* EXTRACTED ENTRIES:

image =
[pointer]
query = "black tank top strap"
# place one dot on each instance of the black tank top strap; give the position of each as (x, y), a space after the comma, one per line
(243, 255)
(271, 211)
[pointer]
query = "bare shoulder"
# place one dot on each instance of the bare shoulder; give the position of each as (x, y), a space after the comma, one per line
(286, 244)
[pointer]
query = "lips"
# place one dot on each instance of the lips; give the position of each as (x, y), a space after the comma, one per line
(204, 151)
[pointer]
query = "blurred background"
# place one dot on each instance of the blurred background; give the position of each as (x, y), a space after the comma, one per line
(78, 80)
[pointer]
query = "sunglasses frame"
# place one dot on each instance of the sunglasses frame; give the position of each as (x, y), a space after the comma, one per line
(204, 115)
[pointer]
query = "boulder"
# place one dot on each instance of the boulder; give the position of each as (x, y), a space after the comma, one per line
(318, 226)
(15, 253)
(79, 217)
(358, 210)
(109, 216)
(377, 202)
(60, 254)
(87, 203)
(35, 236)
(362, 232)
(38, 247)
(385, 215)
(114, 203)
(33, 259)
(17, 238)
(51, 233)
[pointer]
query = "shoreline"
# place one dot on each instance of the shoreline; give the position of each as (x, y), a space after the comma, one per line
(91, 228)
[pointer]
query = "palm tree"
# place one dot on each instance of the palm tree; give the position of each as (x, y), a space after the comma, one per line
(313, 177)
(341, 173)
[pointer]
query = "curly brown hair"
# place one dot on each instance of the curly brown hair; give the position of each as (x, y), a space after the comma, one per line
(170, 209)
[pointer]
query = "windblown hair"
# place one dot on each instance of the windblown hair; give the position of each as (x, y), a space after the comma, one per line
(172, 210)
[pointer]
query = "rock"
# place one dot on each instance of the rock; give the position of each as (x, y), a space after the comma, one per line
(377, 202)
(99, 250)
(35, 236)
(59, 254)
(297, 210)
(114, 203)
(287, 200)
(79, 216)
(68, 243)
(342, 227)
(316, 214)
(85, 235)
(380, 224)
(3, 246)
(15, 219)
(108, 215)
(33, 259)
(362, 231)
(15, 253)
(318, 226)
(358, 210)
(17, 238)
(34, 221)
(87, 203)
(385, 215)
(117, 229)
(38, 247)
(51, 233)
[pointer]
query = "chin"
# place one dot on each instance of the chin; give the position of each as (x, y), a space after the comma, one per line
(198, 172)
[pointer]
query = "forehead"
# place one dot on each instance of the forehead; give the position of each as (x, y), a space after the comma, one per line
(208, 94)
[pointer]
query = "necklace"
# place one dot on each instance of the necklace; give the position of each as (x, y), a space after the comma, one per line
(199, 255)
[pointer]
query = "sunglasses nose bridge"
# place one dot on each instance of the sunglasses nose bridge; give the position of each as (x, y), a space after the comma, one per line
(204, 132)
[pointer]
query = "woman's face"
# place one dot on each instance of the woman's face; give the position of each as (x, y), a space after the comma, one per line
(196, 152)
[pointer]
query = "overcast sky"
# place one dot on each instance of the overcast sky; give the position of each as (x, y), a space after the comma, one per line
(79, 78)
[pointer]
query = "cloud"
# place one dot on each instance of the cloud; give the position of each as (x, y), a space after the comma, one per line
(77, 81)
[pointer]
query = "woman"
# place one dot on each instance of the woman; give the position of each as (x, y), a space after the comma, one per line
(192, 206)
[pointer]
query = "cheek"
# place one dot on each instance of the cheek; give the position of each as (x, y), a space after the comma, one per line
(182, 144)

* PROBLEM DETAILS: Repeat every line of the data, exactly and in full.

* OUTPUT OF THE TASK:
image =
[pointer]
query = "black tank top strap"
# place one dot on each instance of the black tank top strap; give the position of each as (x, y), a space after the comma, one per line
(243, 255)
(271, 211)
[pointer]
query = "bare shoulder"
# place one dot on each instance of the bare shoulder; give the position of each as (x, y), a space after the comma, one per line
(286, 244)
[pointer]
query = "lips"
# place one dot on each instance of the lips; give the position of each as (x, y), a space after the comma, one per line
(204, 151)
[pointer]
query = "blurred background"
# place one dot on each instance of the blurred background; give the position of each as (x, y), a space after the comma, one per line
(78, 80)
[pointer]
query = "sunglasses frame"
# place one dot on each instance of the sunglasses frame; give the position of each as (x, y), a space after the comma, one per line
(204, 115)
[pointer]
query = "boulder"
# place one dot on each instance of the boulder; give the position of each as (x, y), a space after the comma, one per line
(318, 226)
(15, 253)
(79, 217)
(358, 210)
(109, 216)
(377, 202)
(60, 254)
(87, 203)
(35, 236)
(362, 232)
(38, 247)
(385, 215)
(114, 203)
(33, 259)
(17, 238)
(51, 233)
[pointer]
query = "shoreline"
# place one dot on each instance of the shoreline; give the position of each as (x, y), a space after the comma, one per line
(91, 228)
[pointer]
query = "palm tree"
# place one dot on each instance of the palm tree; give the position of each as (x, y), a space after the comma, one per line
(313, 177)
(341, 173)
[pointer]
query = "curly brown hair"
# place one dot on each instance of the curly brown hair; give the position of each as (x, y), a space after the comma, one per line
(170, 209)
[pointer]
query = "windblown hair"
# place one dot on each instance of the windblown hair; give the position of each as (x, y), a space after the comma, one per line
(172, 210)
[pointer]
query = "rock"
# place one dot on each instance of the rock; give the position of each as (x, y), a space after the comma, one per line
(377, 202)
(99, 250)
(35, 236)
(59, 254)
(297, 210)
(114, 203)
(287, 200)
(79, 216)
(68, 243)
(342, 227)
(316, 214)
(85, 235)
(380, 224)
(3, 246)
(15, 219)
(108, 215)
(33, 259)
(362, 231)
(15, 253)
(318, 226)
(358, 210)
(17, 238)
(34, 221)
(87, 203)
(385, 215)
(117, 229)
(38, 247)
(51, 233)
[pointer]
query = "chin"
# place one dot on each instance of the chin; give the position of each as (x, y), a space after the comma, one per line
(198, 172)
[pointer]
query = "forehead"
# place one dot on each instance of the forehead; give the position of each as (x, y), a space after the comma, one per line
(208, 94)
[pointer]
query = "necklace"
# place one dot on each instance of the necklace; give the position of each as (x, y), a space after the comma, one per line
(199, 255)
[pointer]
query = "sunglasses nose bridge"
# place one dot on each instance of the sunglasses nose bridge; give the position of each as (x, y), a space after the comma, one per line
(204, 132)
[pointer]
query = "woman's face"
# place one dot on each instance of the woman's face; give the position of each as (x, y), a space after the comma, one per line
(196, 152)
[pointer]
query = "overcast sky"
# place one dot on each instance of the overcast sky; give the position of each as (x, y), a space after the comma, one per line
(79, 78)
[pointer]
query = "cloud"
# place one dot on each instance of the cloud; give the position of each as (x, y), a space after the comma, one per line
(77, 81)
[pointer]
query = "woman"
# place one dot on each instance of the woman; give the position of each as (x, y), a space after the comma, one per line
(192, 206)
[pointer]
query = "cheek"
# place one dot on each instance of the cheek; give the position of each as (x, y), a space after the comma, one per line
(182, 144)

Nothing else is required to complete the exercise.